Differentiation Of fractions and Negative Powers: $y=-3/\sqrt[3]{x}$ I am stuck with this concept, just can't get my head around it.
I am differentiating fractions and negative powers, I have this question to solve which I just cannot figure out:
$$y=-3/\sqrt[3]{x}$$  
Can somebody help? With working shown so that i can understand the process
 A: $$y \,=\, \dfrac{-3}{\sqrt[\large 3]{x}} \,= \,-3x^{-1/3}$$
Now use the power rule to differentiate y with respect to x: 

Let $c$ be a constant. Then for any $n \neq 0$, (including $n = \pm \dfrac ab $, where $a, b\neq 0$ )
  $$\large y = c\,x^{\,n} \;\implies\; \frac{dy}{dx} =n\cdot c\,x^{\,n-1}$$

In your case, $\;c = -3,\;$ and $\;n\, =\, -\dfrac{1}{3}$.
Applied here, we have $$y \,=\,-3x^{-1/3}\;\;\implies\;\;\frac{dy}{dx} = -(1/3)(-3)\,\large x^{-\large\frac13 - 1} = x^{\large -\frac13 - \large\frac33} = x^{-\frac 43} = \frac{1}{x^{(4/3)}}$$
A: $$y'=-3x^{-1/3}=-3\cdot \frac{-1}{3}x^{-1/3-1}=x^{-4/3}=\frac{1}{x^{4/3}}$$
A: Take the identities d(fg)/dx=d(f)g+fd(g), dx/dx=1, and dc/dx=0 for constants c. From these you can not only derive the formula amWhy gave for integer powers (not zero), but also show it holds for other powers, by taking advantage of the fact that a more elaborate expression like 2x/2 will yield a more elaborate derivative.

### What to work on
A. In the forum thread on differentiating fractions and negative powers, what values of c and n does the first answer use when applying the power rule?
B. Reproduce word for word everything in the forum thread from "Differentiation Of fractions" down to "where $a, b\neq 0$ )".

Part of a data file:
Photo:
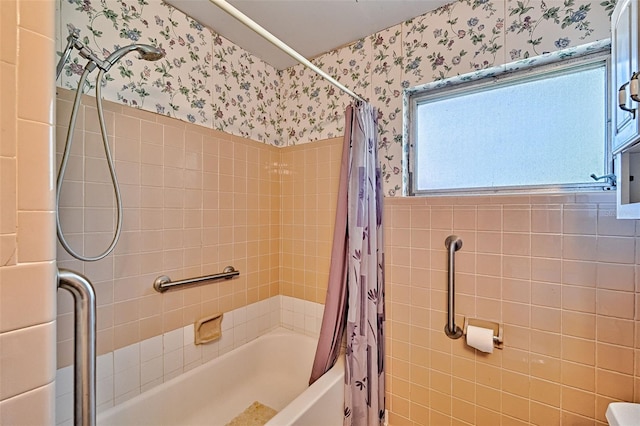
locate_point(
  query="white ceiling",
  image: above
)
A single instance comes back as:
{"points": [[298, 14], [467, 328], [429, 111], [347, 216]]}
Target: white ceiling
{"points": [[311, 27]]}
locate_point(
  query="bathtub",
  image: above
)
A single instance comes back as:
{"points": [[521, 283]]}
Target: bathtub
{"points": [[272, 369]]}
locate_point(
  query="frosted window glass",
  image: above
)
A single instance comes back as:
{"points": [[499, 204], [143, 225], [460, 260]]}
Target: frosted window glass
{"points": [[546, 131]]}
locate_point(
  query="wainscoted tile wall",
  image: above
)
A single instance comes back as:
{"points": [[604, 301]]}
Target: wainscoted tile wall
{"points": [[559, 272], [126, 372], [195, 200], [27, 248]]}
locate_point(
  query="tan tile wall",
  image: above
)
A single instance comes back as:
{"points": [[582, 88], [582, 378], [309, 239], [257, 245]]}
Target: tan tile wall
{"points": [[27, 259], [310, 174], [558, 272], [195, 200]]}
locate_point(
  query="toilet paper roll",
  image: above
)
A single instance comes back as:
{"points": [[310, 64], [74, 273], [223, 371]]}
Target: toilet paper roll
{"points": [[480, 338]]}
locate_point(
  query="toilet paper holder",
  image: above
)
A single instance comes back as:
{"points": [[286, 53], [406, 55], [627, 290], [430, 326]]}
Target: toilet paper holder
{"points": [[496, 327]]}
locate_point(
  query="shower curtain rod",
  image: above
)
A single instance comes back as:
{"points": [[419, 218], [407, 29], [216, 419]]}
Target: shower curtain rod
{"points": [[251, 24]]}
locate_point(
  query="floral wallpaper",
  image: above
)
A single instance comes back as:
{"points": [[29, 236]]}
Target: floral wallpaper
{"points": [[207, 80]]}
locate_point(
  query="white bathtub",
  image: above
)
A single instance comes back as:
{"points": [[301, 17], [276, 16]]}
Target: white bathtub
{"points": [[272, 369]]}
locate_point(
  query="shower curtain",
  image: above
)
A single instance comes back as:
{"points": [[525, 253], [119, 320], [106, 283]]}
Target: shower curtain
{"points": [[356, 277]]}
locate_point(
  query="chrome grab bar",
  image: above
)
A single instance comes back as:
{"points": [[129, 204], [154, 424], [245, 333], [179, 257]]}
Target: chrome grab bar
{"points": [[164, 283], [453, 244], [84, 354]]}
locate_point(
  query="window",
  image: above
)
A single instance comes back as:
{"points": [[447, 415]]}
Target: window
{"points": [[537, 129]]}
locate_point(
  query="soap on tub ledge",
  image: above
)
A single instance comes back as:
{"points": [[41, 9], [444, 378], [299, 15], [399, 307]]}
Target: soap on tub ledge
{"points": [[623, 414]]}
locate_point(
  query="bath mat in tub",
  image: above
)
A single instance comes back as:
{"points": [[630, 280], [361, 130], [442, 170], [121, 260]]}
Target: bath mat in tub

--

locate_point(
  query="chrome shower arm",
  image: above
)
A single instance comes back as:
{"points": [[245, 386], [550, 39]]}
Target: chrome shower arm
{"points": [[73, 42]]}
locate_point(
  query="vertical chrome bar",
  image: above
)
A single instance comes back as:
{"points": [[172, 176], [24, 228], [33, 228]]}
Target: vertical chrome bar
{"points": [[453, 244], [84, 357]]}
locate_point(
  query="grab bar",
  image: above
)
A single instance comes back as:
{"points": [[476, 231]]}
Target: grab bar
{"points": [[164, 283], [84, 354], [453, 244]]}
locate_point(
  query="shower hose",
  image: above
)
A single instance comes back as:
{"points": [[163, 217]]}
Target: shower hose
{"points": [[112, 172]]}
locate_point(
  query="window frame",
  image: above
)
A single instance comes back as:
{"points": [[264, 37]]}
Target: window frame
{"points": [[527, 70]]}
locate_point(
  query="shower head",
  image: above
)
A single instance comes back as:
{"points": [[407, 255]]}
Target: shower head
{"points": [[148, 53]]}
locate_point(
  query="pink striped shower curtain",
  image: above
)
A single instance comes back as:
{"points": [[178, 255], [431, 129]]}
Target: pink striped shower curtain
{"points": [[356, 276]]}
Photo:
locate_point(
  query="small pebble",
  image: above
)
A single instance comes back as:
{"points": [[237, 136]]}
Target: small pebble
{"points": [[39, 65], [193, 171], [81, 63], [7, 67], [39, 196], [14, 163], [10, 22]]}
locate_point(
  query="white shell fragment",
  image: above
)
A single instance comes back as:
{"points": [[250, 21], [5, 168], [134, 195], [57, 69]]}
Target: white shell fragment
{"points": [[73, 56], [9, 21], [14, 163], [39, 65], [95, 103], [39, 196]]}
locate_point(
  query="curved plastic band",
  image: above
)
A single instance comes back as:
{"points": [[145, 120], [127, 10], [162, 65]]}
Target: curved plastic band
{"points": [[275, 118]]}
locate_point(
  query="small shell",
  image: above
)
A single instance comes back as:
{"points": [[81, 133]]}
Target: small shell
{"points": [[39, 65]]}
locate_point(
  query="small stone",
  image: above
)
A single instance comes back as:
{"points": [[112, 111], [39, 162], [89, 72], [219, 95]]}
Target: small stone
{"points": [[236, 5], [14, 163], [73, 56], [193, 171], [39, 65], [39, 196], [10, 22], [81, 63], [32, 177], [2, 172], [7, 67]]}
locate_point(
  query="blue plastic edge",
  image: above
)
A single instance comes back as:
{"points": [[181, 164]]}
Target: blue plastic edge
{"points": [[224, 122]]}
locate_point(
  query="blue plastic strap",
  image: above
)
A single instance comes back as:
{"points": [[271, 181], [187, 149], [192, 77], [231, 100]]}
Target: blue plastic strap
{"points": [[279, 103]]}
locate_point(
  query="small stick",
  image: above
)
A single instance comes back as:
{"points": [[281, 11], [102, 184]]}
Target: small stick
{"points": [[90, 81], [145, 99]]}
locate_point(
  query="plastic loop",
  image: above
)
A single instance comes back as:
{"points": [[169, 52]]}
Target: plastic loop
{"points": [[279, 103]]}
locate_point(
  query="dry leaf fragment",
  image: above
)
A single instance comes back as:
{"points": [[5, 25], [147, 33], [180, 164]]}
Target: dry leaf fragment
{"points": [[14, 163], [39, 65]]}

### Solutions by task
A. c = −3 and n = −1/3

B.
Differentiation Of fractions and Negative Powers: $y=-3/\sqrt[3]{x}$ I am stuck with this concept, just can't get my head around it.
I am differentiating fractions and negative powers, I have this question to solve which I just cannot figure out:
$$y=-3/\sqrt[3]{x}$$  
Can somebody help? With working shown so that i can understand the process
 A: $$y \,=\, \dfrac{-3}{\sqrt[\large 3]{x}} \,= \,-3x^{-1/3}$$
Now use the power rule to differentiate y with respect to x: 

Let $c$ be a constant. Then for any $n \neq 0$, (including $n = \pm \dfrac ab $, where $a, b\neq 0$ )